Your instructions: Put these lines into a Markdown table with the columns Row and Line, numbering each line and skipping blank ones. Include all the records.

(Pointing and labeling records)
####################

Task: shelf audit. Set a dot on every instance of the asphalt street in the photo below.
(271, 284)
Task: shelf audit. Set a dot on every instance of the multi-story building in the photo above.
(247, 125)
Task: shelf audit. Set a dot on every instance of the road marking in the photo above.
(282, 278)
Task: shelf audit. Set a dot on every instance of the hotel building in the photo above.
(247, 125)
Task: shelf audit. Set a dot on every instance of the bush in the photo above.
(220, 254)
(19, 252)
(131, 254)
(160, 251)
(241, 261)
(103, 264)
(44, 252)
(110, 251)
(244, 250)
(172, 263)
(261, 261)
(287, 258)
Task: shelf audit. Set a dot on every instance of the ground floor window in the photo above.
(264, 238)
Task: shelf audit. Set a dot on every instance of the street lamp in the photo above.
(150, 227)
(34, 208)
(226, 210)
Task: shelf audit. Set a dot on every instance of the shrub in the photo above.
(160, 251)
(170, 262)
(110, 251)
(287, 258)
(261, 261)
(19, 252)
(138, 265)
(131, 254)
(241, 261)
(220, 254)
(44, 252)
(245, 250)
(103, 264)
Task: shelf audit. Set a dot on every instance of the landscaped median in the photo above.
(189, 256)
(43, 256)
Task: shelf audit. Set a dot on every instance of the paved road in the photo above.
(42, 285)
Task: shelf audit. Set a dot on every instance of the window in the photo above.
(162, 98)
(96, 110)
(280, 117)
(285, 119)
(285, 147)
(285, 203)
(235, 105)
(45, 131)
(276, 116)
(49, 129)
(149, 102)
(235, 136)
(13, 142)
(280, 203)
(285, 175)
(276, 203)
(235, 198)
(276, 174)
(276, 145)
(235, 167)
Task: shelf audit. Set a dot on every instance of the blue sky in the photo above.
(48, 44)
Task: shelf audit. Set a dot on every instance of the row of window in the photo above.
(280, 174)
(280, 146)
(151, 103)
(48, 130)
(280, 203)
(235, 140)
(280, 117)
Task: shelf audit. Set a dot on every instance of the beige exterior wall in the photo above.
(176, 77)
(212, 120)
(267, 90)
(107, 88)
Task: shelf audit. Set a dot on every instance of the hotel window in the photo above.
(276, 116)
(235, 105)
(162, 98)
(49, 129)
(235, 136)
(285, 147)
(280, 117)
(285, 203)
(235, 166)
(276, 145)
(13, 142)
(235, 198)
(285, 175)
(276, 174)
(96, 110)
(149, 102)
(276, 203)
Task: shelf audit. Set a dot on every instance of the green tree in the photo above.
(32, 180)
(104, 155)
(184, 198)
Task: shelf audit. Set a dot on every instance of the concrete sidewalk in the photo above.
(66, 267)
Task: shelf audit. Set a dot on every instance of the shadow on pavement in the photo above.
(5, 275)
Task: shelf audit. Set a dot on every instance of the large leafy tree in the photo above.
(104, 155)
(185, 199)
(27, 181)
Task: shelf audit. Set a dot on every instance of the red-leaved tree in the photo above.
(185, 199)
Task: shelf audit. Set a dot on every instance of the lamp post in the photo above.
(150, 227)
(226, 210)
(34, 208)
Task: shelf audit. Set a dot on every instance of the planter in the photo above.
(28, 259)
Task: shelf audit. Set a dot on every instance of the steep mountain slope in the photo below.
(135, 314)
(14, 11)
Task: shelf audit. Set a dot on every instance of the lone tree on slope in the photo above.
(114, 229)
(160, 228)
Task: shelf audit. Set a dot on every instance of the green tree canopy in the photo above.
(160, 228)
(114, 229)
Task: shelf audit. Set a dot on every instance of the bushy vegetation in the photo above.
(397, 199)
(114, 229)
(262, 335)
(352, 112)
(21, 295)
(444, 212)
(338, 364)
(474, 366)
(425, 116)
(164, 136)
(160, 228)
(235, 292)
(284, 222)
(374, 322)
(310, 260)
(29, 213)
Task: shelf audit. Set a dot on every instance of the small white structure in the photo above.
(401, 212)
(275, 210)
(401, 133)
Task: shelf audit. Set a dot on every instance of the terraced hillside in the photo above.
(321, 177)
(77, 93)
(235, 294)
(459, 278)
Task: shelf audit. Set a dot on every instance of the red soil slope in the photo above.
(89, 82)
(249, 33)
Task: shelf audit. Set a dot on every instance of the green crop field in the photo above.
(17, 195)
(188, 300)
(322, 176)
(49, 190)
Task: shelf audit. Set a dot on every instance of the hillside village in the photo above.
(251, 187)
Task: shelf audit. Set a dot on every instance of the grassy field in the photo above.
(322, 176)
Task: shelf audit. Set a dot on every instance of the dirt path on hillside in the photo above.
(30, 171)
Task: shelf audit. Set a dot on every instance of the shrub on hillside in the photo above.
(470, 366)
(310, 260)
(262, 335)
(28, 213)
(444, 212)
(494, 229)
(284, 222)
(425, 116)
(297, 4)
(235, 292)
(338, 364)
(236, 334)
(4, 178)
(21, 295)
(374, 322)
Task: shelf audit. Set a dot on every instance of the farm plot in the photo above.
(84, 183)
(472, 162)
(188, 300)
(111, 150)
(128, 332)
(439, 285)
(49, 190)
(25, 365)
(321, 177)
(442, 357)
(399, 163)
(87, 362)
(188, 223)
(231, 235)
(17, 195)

####################

Output of the exercise:
| Row | Line |
|---|---|
| 1 | Task: shelf audit. Set a dot on every instance of the asphalt street in the photo below. |
| 2 | (271, 284) |
| 3 | Task: shelf audit. Set a dot on every instance of the multi-story building in the photo above. |
| 4 | (247, 125) |
| 5 | Task: shelf audit. Set a dot on every instance of the road marking in the photo above. |
| 6 | (282, 278) |
| 7 | Task: shelf audit. Set a dot on every instance of the hotel building in the photo above. |
| 8 | (247, 125) |
| 9 | Task: shelf audit. Set a dot on every instance of the bush in the photo above. |
| 10 | (220, 254) |
| 11 | (19, 252) |
| 12 | (131, 254) |
| 13 | (160, 251) |
| 14 | (241, 261) |
| 15 | (103, 264) |
| 16 | (44, 252) |
| 17 | (110, 251) |
| 18 | (244, 250) |
| 19 | (172, 263) |
| 20 | (261, 261) |
| 21 | (287, 258) |
| 22 | Task: shelf audit. Set a dot on every instance of the ground floor window in the photo above. |
| 23 | (264, 238) |
| 24 | Task: shelf audit. Set a dot on every instance of the street lamp in the photo above. |
| 25 | (150, 227) |
| 26 | (34, 208) |
| 27 | (226, 210) |
| 28 | Task: shelf audit. Set a dot on every instance of the shrub in the photo above. |
| 29 | (160, 251) |
| 30 | (170, 262) |
| 31 | (110, 251) |
| 32 | (287, 258) |
| 33 | (261, 261) |
| 34 | (19, 252) |
| 35 | (138, 265) |
| 36 | (131, 254) |
| 37 | (241, 261) |
| 38 | (220, 254) |
| 39 | (44, 252) |
| 40 | (245, 250) |
| 41 | (103, 264) |
| 42 | Task: shelf audit. Set a dot on every instance of the landscaped median in the photo above. |
| 43 | (189, 256) |
| 44 | (43, 256) |
| 45 | Task: shelf audit. Set a dot on every instance of the paved road in the photo above. |
| 46 | (42, 285) |
| 47 | Task: shelf audit. Set a dot on every instance of the window in the photo above. |
| 48 | (162, 98) |
| 49 | (96, 110) |
| 50 | (280, 117) |
| 51 | (285, 119) |
| 52 | (285, 147) |
| 53 | (285, 203) |
| 54 | (235, 105) |
| 55 | (45, 131) |
| 56 | (276, 116) |
| 57 | (49, 129) |
| 58 | (149, 102) |
| 59 | (235, 136) |
| 60 | (13, 142) |
| 61 | (280, 203) |
| 62 | (285, 175) |
| 63 | (276, 203) |
| 64 | (235, 198) |
| 65 | (276, 174) |
| 66 | (276, 145) |
| 67 | (235, 167) |
| 68 | Task: shelf audit. Set a dot on every instance of the blue sky in the photo above. |
| 69 | (48, 44) |
| 70 | Task: shelf audit. Set a dot on every instance of the row of window in the photo above. |
| 71 | (280, 174) |
| 72 | (280, 146) |
| 73 | (151, 103) |
| 74 | (48, 130) |
| 75 | (280, 203) |
| 76 | (235, 140) |
| 77 | (280, 117) |
| 78 | Task: shelf audit. Set a dot on every instance of the beige exterior wall in the photo above. |
| 79 | (176, 77) |
| 80 | (212, 120) |
| 81 | (267, 90) |
| 82 | (107, 88) |
| 83 | Task: shelf audit. Set a dot on every instance of the hotel window in the photo above. |
| 84 | (276, 116) |
| 85 | (235, 105) |
| 86 | (162, 98) |
| 87 | (49, 129) |
| 88 | (235, 136) |
| 89 | (285, 147) |
| 90 | (280, 117) |
| 91 | (285, 203) |
| 92 | (235, 166) |
| 93 | (276, 145) |
| 94 | (13, 142) |
| 95 | (235, 198) |
| 96 | (285, 175) |
| 97 | (276, 174) |
| 98 | (96, 110) |
| 99 | (149, 102) |
| 100 | (276, 203) |
| 101 | Task: shelf audit. Set a dot on every instance of the green tree in the photo above. |
| 102 | (32, 180) |
| 103 | (104, 155) |
| 104 | (184, 198) |
| 105 | Task: shelf audit. Set a dot on every instance of the concrete sidewalk in the photo above. |
| 106 | (66, 267) |
| 107 | Task: shelf audit. Set a dot on every instance of the shadow on pavement in the photo above. |
| 108 | (5, 275) |
| 109 | Task: shelf audit. Set a dot on every instance of the large leafy tree in the photo above. |
| 110 | (104, 155) |
| 111 | (185, 199) |
| 112 | (27, 181) |
| 113 | Task: shelf audit. Set a dot on every instance of the red-leaved tree in the photo above. |
| 114 | (185, 199) |
| 115 | Task: shelf audit. Set a dot on every instance of the lamp post in the photo above. |
| 116 | (150, 227) |
| 117 | (226, 210) |
| 118 | (34, 208) |
| 119 | Task: shelf audit. Set a dot on every instance of the planter in the photo above. |
| 120 | (28, 259) |
| 121 | Task: shelf audit. Set a dot on every instance of the steep mountain slope in the photo below. |
| 122 | (135, 314) |
| 123 | (14, 11) |
| 124 | Task: shelf audit. Set a dot on every instance of the lone tree on slope in the photo above. |
| 125 | (114, 229) |
| 126 | (160, 228) |
| 127 | Task: shelf audit. Set a dot on every instance of the green tree canopy in the photo above. |
| 128 | (160, 228) |
| 129 | (114, 229) |
| 130 | Task: shelf audit. Set a dot on every instance of the bushy vegetation in the photo above. |
| 131 | (397, 199) |
| 132 | (114, 229) |
| 133 | (262, 335) |
| 134 | (352, 112) |
| 135 | (21, 295) |
| 136 | (444, 212) |
| 137 | (338, 364) |
| 138 | (474, 366) |
| 139 | (425, 116) |
| 140 | (164, 136) |
| 141 | (160, 228) |
| 142 | (235, 292) |
| 143 | (284, 222) |
| 144 | (374, 322) |
| 145 | (310, 260) |
| 146 | (29, 213) |
| 147 | Task: shelf audit. Set a dot on every instance of the small white structure in the photo above. |
| 148 | (401, 212) |
| 149 | (275, 210) |
| 150 | (401, 133) |
| 151 | Task: shelf audit. Set a dot on every instance of the terraced hillside in the photo above. |
| 152 | (321, 177) |
| 153 | (77, 93) |
| 154 | (235, 294) |
| 155 | (459, 278) |
| 156 | Task: shelf audit. Set a dot on every instance of the red soil slope in the photo above. |
| 157 | (89, 82) |
| 158 | (249, 33) |
| 159 | Task: shelf audit. Set a dot on every instance of the green crop field in the photo above. |
| 160 | (17, 195) |
| 161 | (188, 300) |
| 162 | (322, 176) |
| 163 | (49, 190) |
| 164 | Task: shelf audit. Set a dot on every instance of the hillside village in the photo above. |
| 165 | (251, 187) |
| 166 | Task: shelf audit. Set a dot on every instance of the grassy field in the photo above. |
| 167 | (322, 176) |
| 168 | Task: shelf audit. Set a dot on every instance of the dirt path on hillside in the photo above. |
| 169 | (30, 171) |
| 170 | Task: shelf audit. Set a dot on every instance of the shrub on hillside in the photo above. |
| 171 | (470, 366) |
| 172 | (310, 260) |
| 173 | (262, 335) |
| 174 | (28, 213) |
| 175 | (444, 212) |
| 176 | (494, 229) |
| 177 | (284, 222) |
| 178 | (425, 116) |
| 179 | (297, 4) |
| 180 | (235, 292) |
| 181 | (338, 364) |
| 182 | (236, 334) |
| 183 | (4, 178) |
| 184 | (21, 295) |
| 185 | (374, 322) |
| 186 | Task: shelf audit. Set a dot on every instance of the farm plot in the photo above. |
| 187 | (84, 183) |
| 188 | (472, 162) |
| 189 | (188, 300) |
| 190 | (111, 150) |
| 191 | (128, 332) |
| 192 | (439, 285) |
| 193 | (49, 190) |
| 194 | (25, 365) |
| 195 | (321, 177) |
| 196 | (442, 357) |
| 197 | (399, 163) |
| 198 | (87, 362) |
| 199 | (188, 223) |
| 200 | (231, 235) |
| 201 | (17, 195) |